■ Supplied passage:
+ + + + + + +

# Down to Earth : Bobby Lashley post victory Interview over Sapp



## burke_p (Oct 15, 2007)

Down To Earth with Bobby Lashley











Article by: Rick Rockwell


In a recent interview with ProMMARadio, Bobby Lashley discussed the following topics and held nothing back.


On Bob Sapp

"If I were to have gotten in the full mount, I'm not even sure if my knees would have touched the ground."


Brock Lesnar

"He's a wrestler, you gotta worry about that take down." "I think Brock is going to win"


On the UFC

"When I go over there I want to be a top, top level guy,"


On Kimbo Slice

"First round TKO, Bobby Lashley wins."


On other MMA Fighters

"I see the GSPs, the Anderson Silvas, Lyoto Machida ... wow these guys are incredible. These guys are 15-20 matches into it. because they had the opportunity before."







source: http://www.examiner.com/x-13475-Pro...-Lesnar-Bob-Sapp-Kimbo-Slice-TNA-UFC-and-more


----------



## burke_p (Oct 15, 2007)

actual interview is the video in the post.

+ + + + + + +

Dataset rows
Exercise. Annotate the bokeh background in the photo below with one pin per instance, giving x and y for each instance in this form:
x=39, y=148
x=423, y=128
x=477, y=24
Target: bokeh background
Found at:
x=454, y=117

+ + + + + + +

■ Tasks to complete:
a: Please rewrite all the entries in the dataset rows, replacing "bokeh background" with "blurred background" and leaving everything else unchanged.
b: Continue the forum thread about the Bobby Lashley interview after its last post.

■ Expected outputs:
a:
Exercise. Annotate the blurred background in the photo below with one pin per instance, giving x and y for each instance in this form:
x=39, y=148
x=423, y=128
x=477, y=24
Target: blurred background
Found at:
x=454, y=117

b:
----------



## D.P. (Oct 8, 2008)

I think he's making good decisions as far as his career goes. He isn't trying to rush into, which is good. I think he will be a force if he keeps it up.


----------



## dudeabides (Sep 30, 2008)

Hope he keeps getting better and beefs up the heavyweight roster in the UFC even more.


----------



## burke_p (Oct 15, 2007)

Bobby Lashley has done everything right so far in the MMA world. he has a HUGE name already and he is 4-0 and he is a Free Agent. :fight02:

In his next fight he should do his best to showcase some striking, but its understandable that he will use what is his bread and butter this early in his career.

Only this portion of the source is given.